**What needs to be done**
Filter the data below, keeping every line that contains the word "player".

Data items:
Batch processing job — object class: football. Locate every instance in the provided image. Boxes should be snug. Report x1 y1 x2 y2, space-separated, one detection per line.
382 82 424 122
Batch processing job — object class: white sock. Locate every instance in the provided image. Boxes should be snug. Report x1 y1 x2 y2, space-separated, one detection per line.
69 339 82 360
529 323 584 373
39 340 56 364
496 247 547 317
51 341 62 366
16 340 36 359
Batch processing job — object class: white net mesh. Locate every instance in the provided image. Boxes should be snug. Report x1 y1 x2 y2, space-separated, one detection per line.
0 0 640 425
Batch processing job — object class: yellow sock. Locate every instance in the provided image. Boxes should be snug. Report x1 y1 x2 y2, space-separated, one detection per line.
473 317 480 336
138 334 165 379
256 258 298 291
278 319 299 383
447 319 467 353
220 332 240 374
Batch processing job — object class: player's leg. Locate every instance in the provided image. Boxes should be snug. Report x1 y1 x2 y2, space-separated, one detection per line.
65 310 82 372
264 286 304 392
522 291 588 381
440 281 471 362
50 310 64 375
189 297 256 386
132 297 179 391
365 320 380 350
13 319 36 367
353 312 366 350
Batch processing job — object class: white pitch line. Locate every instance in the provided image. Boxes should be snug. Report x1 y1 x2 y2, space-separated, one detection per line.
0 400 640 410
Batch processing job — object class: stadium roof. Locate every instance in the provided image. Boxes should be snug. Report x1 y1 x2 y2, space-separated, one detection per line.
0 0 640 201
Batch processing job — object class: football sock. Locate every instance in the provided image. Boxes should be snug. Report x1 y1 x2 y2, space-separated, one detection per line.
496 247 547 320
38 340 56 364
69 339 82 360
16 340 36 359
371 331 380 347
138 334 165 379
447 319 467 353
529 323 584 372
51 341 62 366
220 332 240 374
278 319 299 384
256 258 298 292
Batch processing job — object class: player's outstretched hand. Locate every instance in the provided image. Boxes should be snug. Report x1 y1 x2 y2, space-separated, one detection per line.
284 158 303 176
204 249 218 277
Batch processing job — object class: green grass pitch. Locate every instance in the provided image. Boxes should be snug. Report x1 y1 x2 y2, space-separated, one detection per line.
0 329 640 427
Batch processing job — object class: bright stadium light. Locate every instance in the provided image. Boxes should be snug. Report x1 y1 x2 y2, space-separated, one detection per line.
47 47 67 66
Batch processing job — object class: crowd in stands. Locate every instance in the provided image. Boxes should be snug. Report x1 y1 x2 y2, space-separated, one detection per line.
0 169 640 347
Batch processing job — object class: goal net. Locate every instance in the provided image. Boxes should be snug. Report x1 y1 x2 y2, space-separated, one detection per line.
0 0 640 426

**The answer**
Batch processing job — object class: player's leg. Locate every instance in the provided image. Boxes should be snug. Report x1 y1 x2 y2, space-separated, one detection per line.
Batch processing job — object class: player's outstretched hand. Locate every instance in the provided image. Boxes should be snug. Report x1 y1 x2 y2, space-separated, one detection per line.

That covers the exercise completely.